# [节选原文]
原题链接
要求所有线段不相交,实际上满足每条线段的长度和最小。
所以我们可以让蚁窝和苹果树连边,边权为两点的距离,然后就是求二分图带权最小匹配了,可以上\(KM\)算法或是费用流。
这里我使用的是费用流。
#include<cstdio>
#include<cmath>
#include<cstring>
using namespace std;
const int N = 210;
const int M = 1e5 + 10;
struct dd {
int x, y;
};
dd a[N >> 1];
int fi[N], di[M], da[M], ne[M], q[M << 2], la[N], cn[N], l = 1, st, ed;
double dis[N], co[M];
bool v[N];
inline int re()
{
int x = 0;
char c = getchar();
bool p = 0;
for (; c < '0' || c > '9'; c = getchar())
p |= c == '-';
for (; c >= '0' && c <= '9'; c = getchar())
x = x * 10 + c - '0';
return p ? -x : x;
}
inline void add(int x, int y, int z, double c)
{
di[++l] = y;
da[l] = z;
co[l] = c;
ne[l] = fi[x];
fi[x] = l;
}
inline int minn(int x, int y)
{
return x < y ? x : y;
}
bool bfs()
{
int head = 0, tail = 1, i, x, y;
memset(dis, 66, sizeof(dis));
q[1] = st;
dis[st] = 0;
while (head ^ tail)
{
x = q[++head];
v[x] = 0;
for (i = fi[x]; i; i = ne[i])
if (da[i] > 0 && dis[y = di[i]] > dis[x] + co[i])

# [摘录数据]
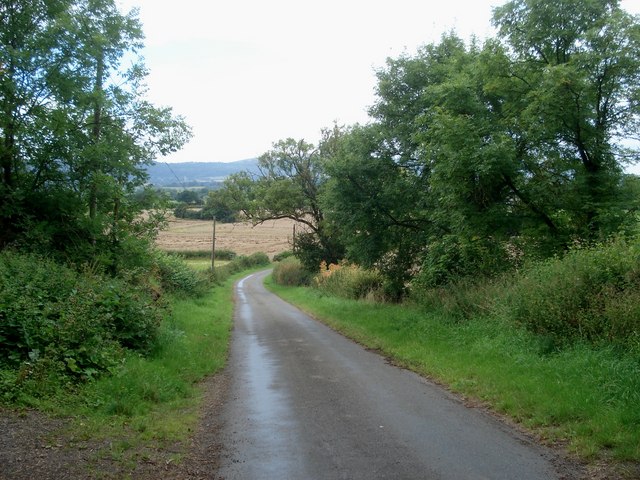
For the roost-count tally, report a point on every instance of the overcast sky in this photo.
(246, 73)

* * *

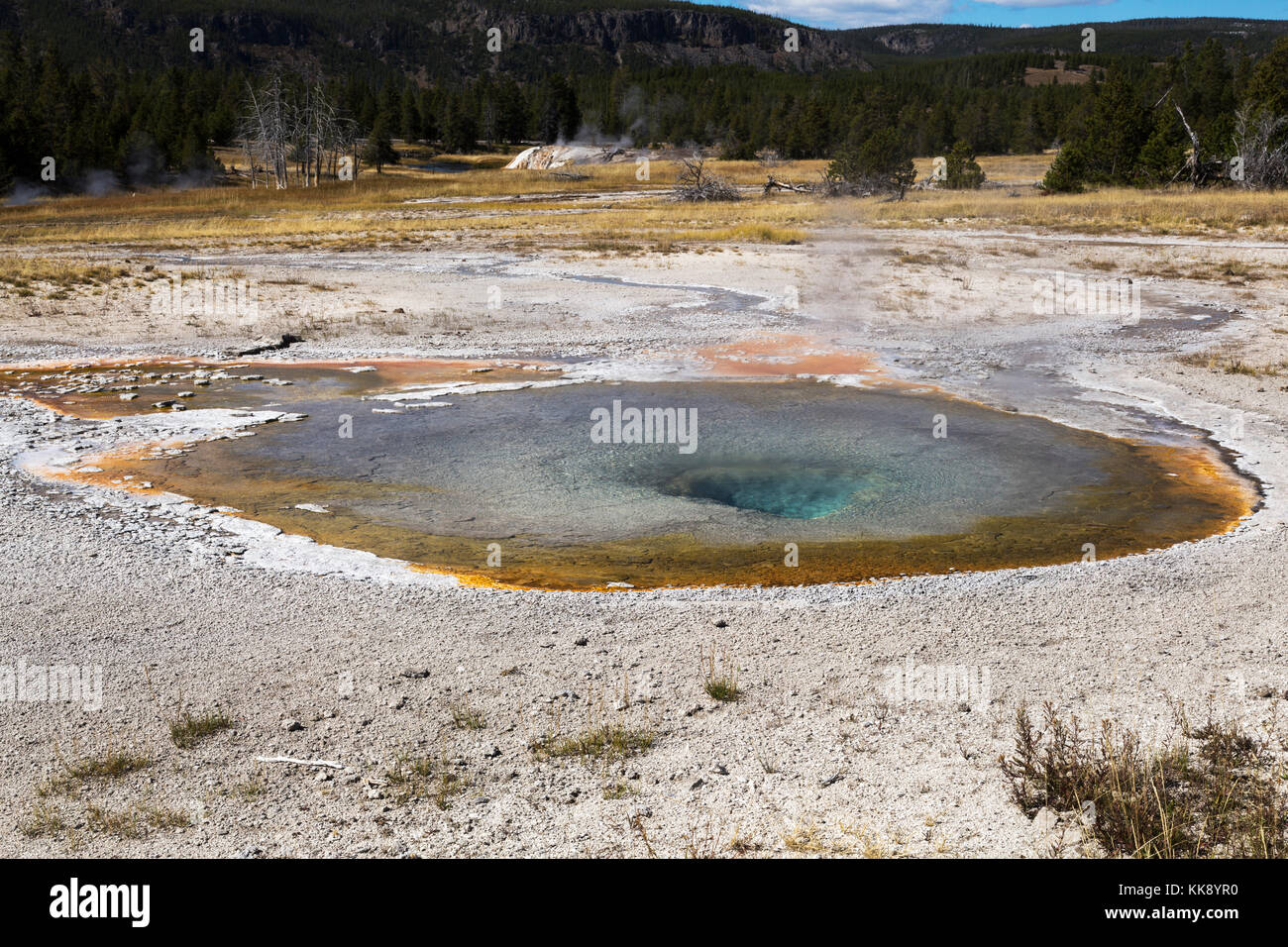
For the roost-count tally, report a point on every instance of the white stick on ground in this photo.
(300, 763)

* * *

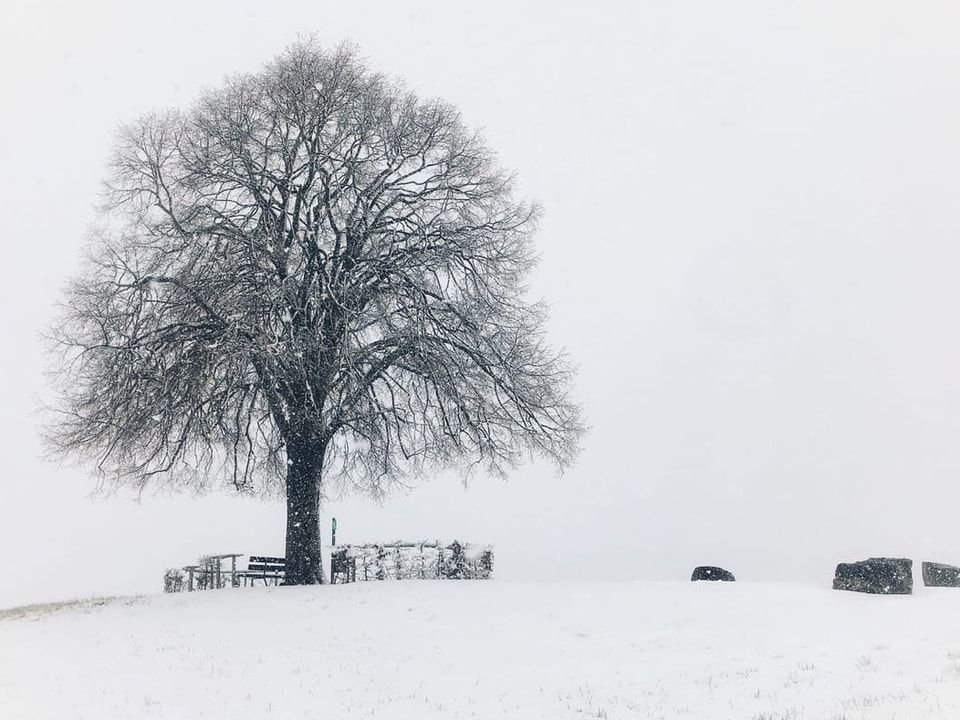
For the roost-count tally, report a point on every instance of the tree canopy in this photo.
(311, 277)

# [任务说明]
输出这篇题解中从“#include<cstdio>”起、到“inline int re()”为止（含这一处）的原文，一字不改。

# [书面回答]
#include<cstdio>
#include<cmath>
#include<cstring>
using namespace std;
const int N = 210;
const int M = 1e5 + 10;
struct dd {
int x, y;
};
dd a[N >> 1];
int fi[N], di[M], da[M], ne[M], q[M << 2], la[N], cn[N], l = 1, st, ed;
double dis[N], co[M];
bool v[N];
inline int re()